## [EXTRACT]
* * * *

Dr. Baumann begins by telling us that Thucydides’ history of the Peloponnesian War—written some 2000 years ago—is the best book on politics he knows and that he’ll be using the Crawley English translation of the Greek original. He’ll analyze Thucydides as a work of political philosophy rather than as a work of art or military strategy. Then he leads us through Thucydides’ history book by book, pointing out important events, elements, ideas, and figures.
One of the high points for me was Dr. Baumann covering the spectacular debacle that was the Athenian “invasion” of Sicily and saying that at times reading Thucydides is like reading or watching a horror story, where the characters do something REALLY stupid, so, because you care what happens to them, you’re (internally) shouting, “Don’t go in that house again!” Only in the case of Thucydides, you’re shouting at the Athenians, “Don’t put all your ships in the harbor!” and “Go home now while you still can!”
Another high point was learning about Alcibaides, the most fascinating figure, a celebrity athlete, friend-student of Socrates, purely ambitious, prodigiously charismatic, consummately conning, a supreme manipulator-schemer who defected from Athens to Sparta, from Sparta almost back to Athens but then to Persia, always getting in good with the powers that be and getting them to follow his advice. One wonders how he got away with as much as he did and yearns for a book or movie about him.

* * * *

## [PROVIDED MATERIAL]
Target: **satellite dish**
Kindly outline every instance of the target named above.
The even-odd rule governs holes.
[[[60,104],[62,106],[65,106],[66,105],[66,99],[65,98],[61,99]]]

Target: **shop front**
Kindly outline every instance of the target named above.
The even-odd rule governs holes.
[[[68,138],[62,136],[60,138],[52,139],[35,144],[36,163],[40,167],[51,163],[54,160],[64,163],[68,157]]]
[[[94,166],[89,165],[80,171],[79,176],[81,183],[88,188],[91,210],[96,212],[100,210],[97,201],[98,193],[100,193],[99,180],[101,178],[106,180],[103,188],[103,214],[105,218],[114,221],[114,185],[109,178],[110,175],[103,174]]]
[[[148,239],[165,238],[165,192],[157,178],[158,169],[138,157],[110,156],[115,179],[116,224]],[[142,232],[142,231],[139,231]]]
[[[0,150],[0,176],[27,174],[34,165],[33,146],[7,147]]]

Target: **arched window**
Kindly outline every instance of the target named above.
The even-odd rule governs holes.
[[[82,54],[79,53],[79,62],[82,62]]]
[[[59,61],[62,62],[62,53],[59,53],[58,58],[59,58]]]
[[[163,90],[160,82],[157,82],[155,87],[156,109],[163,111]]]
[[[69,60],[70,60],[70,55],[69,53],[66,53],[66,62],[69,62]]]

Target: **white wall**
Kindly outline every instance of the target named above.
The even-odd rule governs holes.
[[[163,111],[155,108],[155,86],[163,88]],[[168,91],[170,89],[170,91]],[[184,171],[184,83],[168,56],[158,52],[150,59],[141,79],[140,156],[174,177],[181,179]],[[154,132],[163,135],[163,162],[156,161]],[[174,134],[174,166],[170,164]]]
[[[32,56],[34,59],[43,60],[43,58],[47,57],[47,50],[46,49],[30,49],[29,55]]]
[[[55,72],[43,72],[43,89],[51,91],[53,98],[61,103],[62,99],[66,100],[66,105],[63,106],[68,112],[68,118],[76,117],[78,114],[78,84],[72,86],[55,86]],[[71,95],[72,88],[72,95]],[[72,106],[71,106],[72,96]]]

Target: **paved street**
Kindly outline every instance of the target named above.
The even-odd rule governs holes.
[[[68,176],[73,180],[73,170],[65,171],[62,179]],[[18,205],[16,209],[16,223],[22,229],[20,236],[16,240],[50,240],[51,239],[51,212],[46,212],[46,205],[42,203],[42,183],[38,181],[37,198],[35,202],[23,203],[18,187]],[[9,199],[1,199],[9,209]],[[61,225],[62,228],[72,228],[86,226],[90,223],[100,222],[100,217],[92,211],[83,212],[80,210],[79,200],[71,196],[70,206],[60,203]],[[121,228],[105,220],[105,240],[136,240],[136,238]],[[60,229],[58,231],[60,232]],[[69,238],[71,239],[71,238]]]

* * * *

Update the review: rewrite everything from "Another high point" down to "movie about him.", putting "film" in place of "movie".

## [FINAL ANSWER]
Another high point was learning about Alcibaides, the most fascinating figure, a celebrity athlete, friend-student of Socrates, purely ambitious, prodigiously charismatic, consummately conning, a supreme manipulator-schemer who defected from Athens to Sparta, from Sparta almost back to Athens but then to Persia, always getting in good with the powers that be and getting them to follow his advice. One wonders how he got away with as much as he did and yearns for a book or film about him.